— Try it —
Please count the lines with the word "coordinates" in the material below, then state the number by itself.
━━━ Given data
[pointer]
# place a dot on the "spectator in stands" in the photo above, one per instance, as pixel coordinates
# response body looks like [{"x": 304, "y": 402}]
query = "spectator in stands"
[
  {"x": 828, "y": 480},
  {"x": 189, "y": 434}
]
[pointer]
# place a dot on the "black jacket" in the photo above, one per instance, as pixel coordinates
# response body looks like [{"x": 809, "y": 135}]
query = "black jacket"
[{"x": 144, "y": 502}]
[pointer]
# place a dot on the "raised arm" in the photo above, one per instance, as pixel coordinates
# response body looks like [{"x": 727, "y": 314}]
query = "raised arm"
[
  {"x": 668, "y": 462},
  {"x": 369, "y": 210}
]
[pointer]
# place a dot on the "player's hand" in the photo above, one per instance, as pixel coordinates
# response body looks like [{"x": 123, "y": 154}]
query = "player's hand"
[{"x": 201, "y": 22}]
━━━━━━
━━━ Given data
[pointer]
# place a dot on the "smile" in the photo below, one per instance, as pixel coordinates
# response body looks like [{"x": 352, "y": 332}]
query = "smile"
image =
━━━━━━
— Expected output —
5